自筆証書遺言(手書きの遺言書)とは
自筆証書遺言(手書きの遺言書)とは
遺産相続について事前に決めておく方法といえば、遺言が効果的です。遺言は相続人の同意なしに法的拘束力を持つため被相続人の意思を最大限反映した相続が実現します。遺言にはいくつかの様式があるのですがもっとも一般的な方法が自筆証書遺言です。
自筆証書遺言は手書きで書かれた遺言書という意味ですから、あなたが自ら遺言書を書く場合は間違いなく自筆証書遺言になります。
自筆証書遺言は法的に有効な書類であることが求められますから、単なる遺書と違っていくつかの細かい条件を気にしなければいけません。また、遺言書を書く上では他にも注意したいことがあります。
自筆証書遺言の注意点
自筆証書遺言を書く際にはこのような注意点があります。
どの遺産を残すが整理する
遺言を書くためにはしっかりと遺産分割について決めておくことが前提です。どの遺産を誰に分割するのかはもちろん、どんな財産があるのかも明らかにしておきましょう。遺言に書いていない財産が見つかると遺産分割協議が面倒になります。
相続財産は必ず財産目録にまとめてください。
相続するもの、対象者正確に漏れなく記載する
遺言を書くときは相続するものと対象者(相続人または受贈者)を明確に紐づけてください。例えば土地や建物を複数持っているときは「どの不動産か誰が見てもわかるように」書かなければいけません。
パソコンではなく手書きで
自筆証書遺言は手書きのみが認められています。面倒だからと一部をパソコンで入力したり音声、ビデオの形で残したら遺言書が全て無効になってしまいます。ただ、自筆証書遺言の中の文章の一部について、パソコン入力を認める動きもあるようです。
遺言書がしっかり読めるようボールペンなど消えないもので書くことが望ましいです。
いつ書いたかも必ず記載
「吉日」と書かれた遺言書は、無効です。遺言書を複数書いた場合は最も最新のものが有効となる点も注意してください。
署名、押印も遺言書の効力を認める条件となります。封筒の綴じた部分にも押印すると偽造防止になります。
保管もきちんとする
自筆証書遺言は自分でしっかり保管しましょう。被相続人が亡くなった後に処分されてしまうことも問題です。自筆証書遺言は家庭裁判所の検認を受けて初めて不動産登記等の相続手続きに利用できるようになります。
公正証書遺言との違い
以前、公証役場で遺言書を作成する公正証書遺言について紹介しましたが自筆証書遺言は公正証書遺言に比べてどのようなメリット、デメリットがあるのでしょうか?
自筆証書遺言のメリット
- 好きな時間に書くことができる
- 証人がいらない
自筆証書遺言のメリットは自由なタイミングで書くことができる点です。公正証書遺言は公証人と話しながら遺言を書かなければいけない上、証人も2人必要です。自筆証書遺言は煩雑な手続きがないので作成、書き換えが思い立った時にできます。
新たに遺言書を書き直すときも特別な手続きが必要ありません。
___
設問 1 -
自筆証書遺言についての文章をもとに、次の問いに答えよ。
(a) 「吉日」と書かれた遺言書はどう扱われるか。
(b) 公正証書遺言では証人が何人必要か。
(c) 自筆証書遺言が不動産登記等の相続手続きに使えるようになるのは、何を受けてからか。
設問 2 -
自筆証書遺言についての文章を、最後の文の後から書き進めよ。

提示資料 -
___
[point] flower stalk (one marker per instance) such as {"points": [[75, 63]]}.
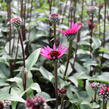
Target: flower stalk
{"points": [[56, 83], [68, 57], [104, 103]]}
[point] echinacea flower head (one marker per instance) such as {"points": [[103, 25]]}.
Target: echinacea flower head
{"points": [[100, 6], [104, 91], [53, 53], [54, 18], [62, 91], [72, 8], [91, 10], [72, 31], [94, 85], [37, 102], [16, 21], [91, 25]]}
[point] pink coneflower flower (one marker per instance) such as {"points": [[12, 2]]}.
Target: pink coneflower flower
{"points": [[72, 8], [53, 53], [104, 91], [72, 31], [101, 6], [62, 91], [16, 21], [91, 26], [94, 85], [91, 9], [54, 18], [37, 102]]}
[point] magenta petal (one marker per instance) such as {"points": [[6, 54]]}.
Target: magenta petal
{"points": [[62, 31]]}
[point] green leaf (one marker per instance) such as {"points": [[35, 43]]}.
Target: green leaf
{"points": [[46, 74], [32, 59], [89, 90], [35, 86], [73, 80]]}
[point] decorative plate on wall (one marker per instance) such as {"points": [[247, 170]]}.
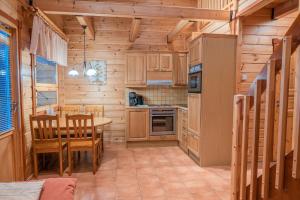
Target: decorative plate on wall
{"points": [[96, 71]]}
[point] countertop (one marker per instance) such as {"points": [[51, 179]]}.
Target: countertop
{"points": [[183, 107]]}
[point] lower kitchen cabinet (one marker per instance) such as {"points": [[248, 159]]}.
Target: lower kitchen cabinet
{"points": [[193, 143], [137, 124], [182, 128]]}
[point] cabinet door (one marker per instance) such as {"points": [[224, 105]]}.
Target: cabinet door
{"points": [[179, 125], [194, 109], [180, 69], [153, 62], [136, 70], [137, 124], [166, 62], [193, 143], [195, 52]]}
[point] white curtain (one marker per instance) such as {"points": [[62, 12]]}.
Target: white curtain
{"points": [[48, 44]]}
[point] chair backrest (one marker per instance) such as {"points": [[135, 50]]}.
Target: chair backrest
{"points": [[69, 109], [45, 127], [97, 110], [80, 126]]}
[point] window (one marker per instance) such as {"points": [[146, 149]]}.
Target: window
{"points": [[46, 83], [5, 83]]}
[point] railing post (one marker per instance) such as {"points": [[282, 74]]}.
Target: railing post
{"points": [[296, 120], [244, 159], [268, 129], [255, 139], [236, 146], [283, 108]]}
___
解答 1 -
(a) 無効になる。
(b) 2人。
(c) 家庭裁判所の検認。

解答 2 -
自筆証書遺言のデメリット
- 無効になる可能性が高い
- 遺言作成に慣れていないとかえって時間がかかる
- 思わぬトラブル発生の原因となることも
遺言はその書き方をはじめ細かい条件を満たして居ないと無効になってしまいます。極端な話、日付を書いて居ない遺言書や、修正液で直した遺言書、3文字程度の代筆を頼んだ遺言書は全て無効です。このような細かいところに注意を払いながら望ましい相続を考えていると、自由なタイミングで書けるメリットを得られるどころかかえって公正証書遺言より時間がかかってしまいます。
また、被相続人は法律のプロでないため遺産の分け方によっては思いもよらないトラブルに発展することもあります。仮に自筆証書遺言を書くという場合でも相続に慣れた司法書士のサポートを受けるのが賢明です。
公正証書遺言のメリット
公正証書遺言のメリットはこの2点です。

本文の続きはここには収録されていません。